The subject of Sheen Farrukh’s book is the average people who have gone about their daily lives with the compulsion of a routine and not with the intention of remaking the world or reforming mankind
Traditionally, travel writing has had a ready audience because of its exposure to the novelty of people and places. The chances of travel were limited, expensive and there were hardly any other channels open for a peep into a world that was unknown. Similarly travellers, explorers and those with a wanderlust were much sought after company and they could dine out for weeks, if not months, recounting their exposure to an unfamiliar world. So, the art of travel writing emerged principally from an oral tradition of recounting a tale or an adventure.
Now with the rise of the internet and frequent air travel that novelty has disappeared. And going to another country or region, especially that charts a familiar course or is the beat, is like going to work everyday. Europe, particularly the United Kingdom, and then the United States is the beat of Pakistanis, primarily, because the former was the colonial master and it was easy to go there because the links had already been established since colonial times.
Additionally these destinations were also considered more advanced and people sent their children, spending their hard earned money on foreign education for a brighter future of their progeny. It was later that the diaspora started to settle there and developed an outpost for the locals, the lure of a higher standard of living and sending back money for the family became the primary motive. That also led to a process of migration and immigration that has reached a sizeable proportion in recent times, if illegal travel is also included, to the more advanced countries of the world from the backward areas of the world.

______________________________

*Using the information*:
[A] In the passage on travel writing, from what tradition did the art of travel writing principally emerge?
[B] Decide whether each statement agrees with the passage on travel writing: (i) the rise of the internet and frequent air travel have done away with the novelty of travel; (ii) the chances of travel were once cheap and easy to come by; (iii) the subject of Sheen Farrukh's book is people who set out to reform mankind. Answer yes or no for each and quote the deciding words.
The records are taken from a separate source with no connection to this passage.

______________________________

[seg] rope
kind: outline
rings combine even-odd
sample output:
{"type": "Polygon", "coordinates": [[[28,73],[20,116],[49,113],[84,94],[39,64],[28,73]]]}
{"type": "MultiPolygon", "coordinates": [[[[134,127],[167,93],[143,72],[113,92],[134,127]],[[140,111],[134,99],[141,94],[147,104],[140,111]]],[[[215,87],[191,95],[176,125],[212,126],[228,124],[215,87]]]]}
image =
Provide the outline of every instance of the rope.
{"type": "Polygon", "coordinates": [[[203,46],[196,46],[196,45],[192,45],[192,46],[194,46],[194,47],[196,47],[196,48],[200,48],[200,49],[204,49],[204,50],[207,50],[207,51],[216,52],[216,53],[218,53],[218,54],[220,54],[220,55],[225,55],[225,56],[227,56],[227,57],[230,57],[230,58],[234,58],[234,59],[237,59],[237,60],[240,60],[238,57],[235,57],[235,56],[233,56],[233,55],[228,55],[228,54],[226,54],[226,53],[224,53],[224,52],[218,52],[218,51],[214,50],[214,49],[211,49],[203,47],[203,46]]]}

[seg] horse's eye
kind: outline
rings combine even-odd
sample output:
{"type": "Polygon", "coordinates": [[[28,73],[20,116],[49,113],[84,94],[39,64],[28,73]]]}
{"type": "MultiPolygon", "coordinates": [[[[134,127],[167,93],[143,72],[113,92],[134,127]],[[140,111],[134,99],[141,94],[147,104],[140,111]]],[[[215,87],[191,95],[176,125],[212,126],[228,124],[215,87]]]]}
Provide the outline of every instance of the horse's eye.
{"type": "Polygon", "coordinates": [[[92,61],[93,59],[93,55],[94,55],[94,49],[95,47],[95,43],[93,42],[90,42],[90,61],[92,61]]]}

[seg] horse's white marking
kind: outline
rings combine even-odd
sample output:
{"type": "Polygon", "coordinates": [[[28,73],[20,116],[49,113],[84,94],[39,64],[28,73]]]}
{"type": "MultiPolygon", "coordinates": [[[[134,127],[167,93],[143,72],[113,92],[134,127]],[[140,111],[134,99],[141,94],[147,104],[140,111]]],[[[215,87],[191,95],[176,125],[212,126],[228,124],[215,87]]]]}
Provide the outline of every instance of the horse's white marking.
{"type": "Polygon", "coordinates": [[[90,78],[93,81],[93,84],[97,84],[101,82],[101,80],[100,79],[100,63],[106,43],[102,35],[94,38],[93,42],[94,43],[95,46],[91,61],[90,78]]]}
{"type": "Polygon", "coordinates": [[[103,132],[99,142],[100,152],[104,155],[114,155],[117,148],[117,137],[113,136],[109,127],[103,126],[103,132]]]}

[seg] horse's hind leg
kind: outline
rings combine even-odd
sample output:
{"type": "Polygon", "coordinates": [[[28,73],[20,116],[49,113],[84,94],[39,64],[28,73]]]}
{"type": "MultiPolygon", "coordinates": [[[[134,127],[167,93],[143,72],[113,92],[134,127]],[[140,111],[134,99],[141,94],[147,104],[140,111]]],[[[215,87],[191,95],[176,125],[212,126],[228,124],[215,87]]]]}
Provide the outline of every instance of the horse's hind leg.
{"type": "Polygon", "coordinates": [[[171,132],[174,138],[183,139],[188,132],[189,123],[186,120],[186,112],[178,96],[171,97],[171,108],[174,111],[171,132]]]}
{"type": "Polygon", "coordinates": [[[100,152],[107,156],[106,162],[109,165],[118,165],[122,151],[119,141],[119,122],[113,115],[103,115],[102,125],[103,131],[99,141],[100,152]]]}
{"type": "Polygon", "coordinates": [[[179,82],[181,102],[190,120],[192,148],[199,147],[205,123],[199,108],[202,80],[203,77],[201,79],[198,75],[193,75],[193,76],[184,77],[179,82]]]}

______________________________

*Per-task outputs*:
[A] An oral tradition of recounting a tale or an adventure.

[B]
(i) Yes: "Now with the rise of the internet and frequent air travel that novelty has disappeared."
(ii) No: "The chances of travel were limited, expensive"
(iii) No: "not with the intention of remaking the world or reforming mankind"